**Supplied information:**
>>>

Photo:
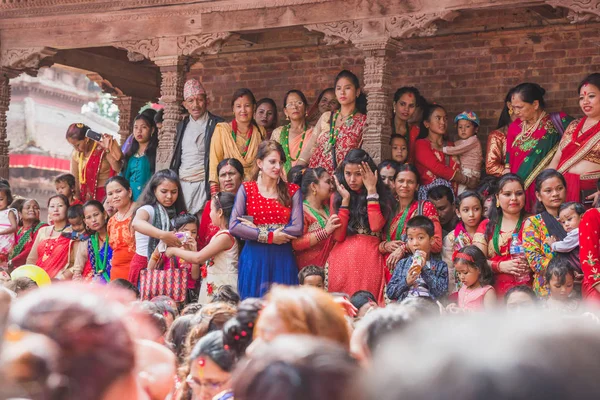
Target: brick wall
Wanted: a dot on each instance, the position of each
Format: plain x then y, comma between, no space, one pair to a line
460,71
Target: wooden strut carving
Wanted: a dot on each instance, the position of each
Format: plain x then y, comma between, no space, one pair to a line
207,43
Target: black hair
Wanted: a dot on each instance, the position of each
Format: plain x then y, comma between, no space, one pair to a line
125,284
234,162
299,93
408,168
575,206
505,119
162,304
238,330
226,294
306,178
310,270
159,116
94,203
439,192
56,196
358,200
361,100
183,219
361,298
224,201
212,346
495,211
69,179
465,195
150,151
592,79
560,268
530,92
486,275
421,222
520,289
539,180
428,111
149,198
75,211
121,181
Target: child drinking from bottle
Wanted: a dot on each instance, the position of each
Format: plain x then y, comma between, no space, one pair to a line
419,275
220,256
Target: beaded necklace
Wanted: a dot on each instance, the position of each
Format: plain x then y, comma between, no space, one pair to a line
317,214
100,262
285,143
334,132
496,237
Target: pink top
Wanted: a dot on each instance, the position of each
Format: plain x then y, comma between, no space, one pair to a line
468,151
472,299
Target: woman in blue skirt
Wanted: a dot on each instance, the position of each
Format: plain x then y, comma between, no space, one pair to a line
268,215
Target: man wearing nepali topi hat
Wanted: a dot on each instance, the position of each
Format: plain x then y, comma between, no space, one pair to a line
192,146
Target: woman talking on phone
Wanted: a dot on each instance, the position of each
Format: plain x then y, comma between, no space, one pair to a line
96,158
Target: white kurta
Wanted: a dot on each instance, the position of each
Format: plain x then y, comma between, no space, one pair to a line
191,171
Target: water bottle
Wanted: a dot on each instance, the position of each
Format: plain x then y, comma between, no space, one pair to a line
517,252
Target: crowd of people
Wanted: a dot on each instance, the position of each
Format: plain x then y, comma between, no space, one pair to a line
210,253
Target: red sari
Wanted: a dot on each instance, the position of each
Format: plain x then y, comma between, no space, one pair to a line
503,282
576,147
53,255
314,226
589,253
355,262
349,138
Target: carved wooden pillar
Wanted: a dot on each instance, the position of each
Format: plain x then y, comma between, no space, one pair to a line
377,85
172,71
4,102
128,110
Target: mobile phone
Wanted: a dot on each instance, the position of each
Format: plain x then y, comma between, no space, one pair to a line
248,218
95,136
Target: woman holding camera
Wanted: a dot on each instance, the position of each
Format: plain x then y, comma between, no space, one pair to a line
96,158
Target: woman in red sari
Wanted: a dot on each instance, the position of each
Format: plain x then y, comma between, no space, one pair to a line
26,235
92,162
394,245
436,168
494,235
532,139
363,204
313,247
336,133
578,154
51,250
406,101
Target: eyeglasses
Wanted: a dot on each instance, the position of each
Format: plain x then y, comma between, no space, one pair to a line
212,386
293,104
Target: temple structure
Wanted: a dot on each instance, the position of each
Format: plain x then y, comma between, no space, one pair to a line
459,53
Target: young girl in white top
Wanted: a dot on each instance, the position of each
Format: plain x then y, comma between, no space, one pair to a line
8,224
220,256
160,202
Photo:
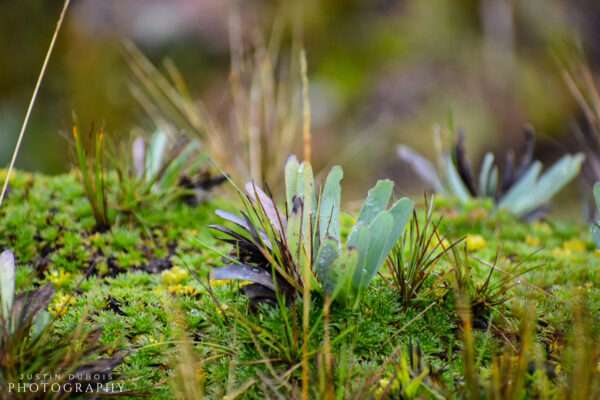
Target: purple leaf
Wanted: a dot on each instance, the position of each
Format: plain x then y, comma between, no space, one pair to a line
244,273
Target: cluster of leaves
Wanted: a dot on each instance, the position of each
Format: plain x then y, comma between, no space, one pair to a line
283,252
520,188
489,294
156,171
264,112
414,258
163,170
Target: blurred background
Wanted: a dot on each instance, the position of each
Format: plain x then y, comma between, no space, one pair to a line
382,72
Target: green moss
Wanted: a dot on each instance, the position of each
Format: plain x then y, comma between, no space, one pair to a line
115,277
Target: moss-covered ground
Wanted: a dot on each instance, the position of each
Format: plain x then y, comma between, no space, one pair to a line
135,279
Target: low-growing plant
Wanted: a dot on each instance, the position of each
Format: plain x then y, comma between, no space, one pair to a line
162,169
90,154
413,259
521,188
283,252
520,370
488,294
34,362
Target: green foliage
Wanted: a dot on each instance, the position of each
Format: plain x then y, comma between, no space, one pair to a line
521,189
412,261
48,222
274,247
30,353
595,226
161,170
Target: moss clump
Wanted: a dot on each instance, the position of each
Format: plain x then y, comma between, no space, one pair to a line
133,278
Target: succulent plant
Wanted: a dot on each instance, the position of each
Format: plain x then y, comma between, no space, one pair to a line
170,169
520,187
596,224
272,247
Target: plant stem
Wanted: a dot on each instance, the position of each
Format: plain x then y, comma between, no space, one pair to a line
33,98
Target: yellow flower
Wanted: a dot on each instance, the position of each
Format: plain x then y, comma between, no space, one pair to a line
475,242
542,227
532,241
61,304
575,245
219,282
59,278
174,276
561,252
182,290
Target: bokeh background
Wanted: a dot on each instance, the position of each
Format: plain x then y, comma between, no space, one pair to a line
381,72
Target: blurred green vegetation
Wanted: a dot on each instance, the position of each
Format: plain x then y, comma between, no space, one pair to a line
382,72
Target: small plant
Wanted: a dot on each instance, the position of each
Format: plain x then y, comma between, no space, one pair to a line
487,294
264,113
519,189
281,252
163,170
33,357
413,259
596,225
90,158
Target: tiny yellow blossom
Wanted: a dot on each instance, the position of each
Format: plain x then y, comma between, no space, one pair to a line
561,252
532,241
182,290
59,278
575,245
219,282
478,214
174,276
542,227
61,304
475,242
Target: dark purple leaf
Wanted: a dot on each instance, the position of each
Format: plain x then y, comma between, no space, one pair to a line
244,273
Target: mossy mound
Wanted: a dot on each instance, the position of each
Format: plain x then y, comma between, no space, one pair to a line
137,279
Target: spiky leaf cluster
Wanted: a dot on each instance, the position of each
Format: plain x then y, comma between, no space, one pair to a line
520,188
273,247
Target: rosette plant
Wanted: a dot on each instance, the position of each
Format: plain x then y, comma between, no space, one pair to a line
164,168
520,187
279,251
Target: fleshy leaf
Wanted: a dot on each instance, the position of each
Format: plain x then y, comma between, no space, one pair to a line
138,150
7,282
328,253
485,176
516,195
377,200
155,153
267,204
329,213
380,230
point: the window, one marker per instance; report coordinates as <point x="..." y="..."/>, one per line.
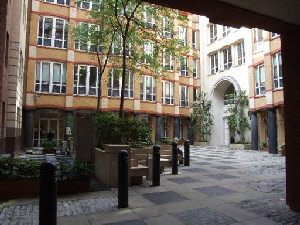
<point x="194" y="39"/>
<point x="61" y="2"/>
<point x="226" y="30"/>
<point x="148" y="88"/>
<point x="115" y="83"/>
<point x="86" y="80"/>
<point x="148" y="18"/>
<point x="260" y="83"/>
<point x="148" y="51"/>
<point x="183" y="66"/>
<point x="273" y="35"/>
<point x="213" y="33"/>
<point x="50" y="77"/>
<point x="277" y="70"/>
<point x="167" y="92"/>
<point x="164" y="128"/>
<point x="89" y="5"/>
<point x="258" y="40"/>
<point x="182" y="35"/>
<point x="227" y="58"/>
<point x="87" y="46"/>
<point x="214" y="63"/>
<point x="52" y="32"/>
<point x="184" y="96"/>
<point x="167" y="27"/>
<point x="168" y="61"/>
<point x="241" y="53"/>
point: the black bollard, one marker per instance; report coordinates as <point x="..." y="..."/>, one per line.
<point x="174" y="158"/>
<point x="48" y="194"/>
<point x="187" y="153"/>
<point x="123" y="179"/>
<point x="156" y="166"/>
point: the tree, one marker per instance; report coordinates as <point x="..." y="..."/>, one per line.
<point x="202" y="119"/>
<point x="138" y="33"/>
<point x="237" y="118"/>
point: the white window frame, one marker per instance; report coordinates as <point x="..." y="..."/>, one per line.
<point x="260" y="86"/>
<point x="226" y="30"/>
<point x="194" y="39"/>
<point x="184" y="66"/>
<point x="213" y="33"/>
<point x="167" y="33"/>
<point x="66" y="2"/>
<point x="87" y="85"/>
<point x="227" y="58"/>
<point x="195" y="71"/>
<point x="241" y="59"/>
<point x="63" y="69"/>
<point x="168" y="61"/>
<point x="143" y="95"/>
<point x="110" y="84"/>
<point x="182" y="35"/>
<point x="53" y="39"/>
<point x="213" y="66"/>
<point x="89" y="2"/>
<point x="277" y="67"/>
<point x="171" y="89"/>
<point x="258" y="45"/>
<point x="186" y="97"/>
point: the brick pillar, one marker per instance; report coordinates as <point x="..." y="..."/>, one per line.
<point x="254" y="131"/>
<point x="28" y="129"/>
<point x="291" y="79"/>
<point x="176" y="127"/>
<point x="157" y="129"/>
<point x="272" y="131"/>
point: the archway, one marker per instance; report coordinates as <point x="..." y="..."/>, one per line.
<point x="221" y="132"/>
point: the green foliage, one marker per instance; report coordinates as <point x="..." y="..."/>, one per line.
<point x="237" y="118"/>
<point x="110" y="129"/>
<point x="49" y="144"/>
<point x="14" y="169"/>
<point x="79" y="171"/>
<point x="202" y="119"/>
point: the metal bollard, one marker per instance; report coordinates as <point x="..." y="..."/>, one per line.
<point x="123" y="179"/>
<point x="48" y="194"/>
<point x="174" y="158"/>
<point x="187" y="153"/>
<point x="156" y="166"/>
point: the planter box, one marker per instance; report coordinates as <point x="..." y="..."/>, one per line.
<point x="13" y="189"/>
<point x="240" y="146"/>
<point x="201" y="143"/>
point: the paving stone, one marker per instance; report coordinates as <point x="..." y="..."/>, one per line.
<point x="214" y="190"/>
<point x="203" y="216"/>
<point x="220" y="176"/>
<point x="160" y="198"/>
<point x="183" y="180"/>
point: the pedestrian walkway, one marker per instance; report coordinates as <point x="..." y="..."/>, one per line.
<point x="221" y="186"/>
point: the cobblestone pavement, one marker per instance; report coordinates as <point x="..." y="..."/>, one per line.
<point x="221" y="186"/>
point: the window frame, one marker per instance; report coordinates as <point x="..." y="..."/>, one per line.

<<<

**Stated problem:** Retype exactly, please, each line from the line that contains "point: the green" through the last line of the entries above, with nothing added.

**Answer to this task:**
point: the green foliage, one marker per instance; report coordinates as <point x="..." y="..."/>, one per line.
<point x="237" y="118"/>
<point x="110" y="129"/>
<point x="49" y="144"/>
<point x="14" y="169"/>
<point x="79" y="171"/>
<point x="202" y="119"/>
point: the metal bollard, one marker per instance; report coordinates as <point x="..." y="..."/>, one per line.
<point x="123" y="179"/>
<point x="48" y="194"/>
<point x="174" y="158"/>
<point x="187" y="153"/>
<point x="156" y="166"/>
point: the planter box, one marker per instance; report coordinates as <point x="..." y="..."/>, one per line.
<point x="13" y="189"/>
<point x="240" y="146"/>
<point x="201" y="143"/>
point: the paving stone, one marker per instance; report coordinates as <point x="..." y="..."/>, one per line.
<point x="214" y="190"/>
<point x="203" y="216"/>
<point x="220" y="176"/>
<point x="160" y="198"/>
<point x="183" y="180"/>
point: the pedestrian walkway, one marker per instance; report coordinates as <point x="..." y="..."/>, one per line.
<point x="221" y="186"/>
point: the cobblestone pavement, one marker per instance; report coordinates as <point x="..." y="..."/>, one per line.
<point x="221" y="186"/>
point: the window frame, one marker per instance; report coordinates as <point x="..." y="..."/>, one per line.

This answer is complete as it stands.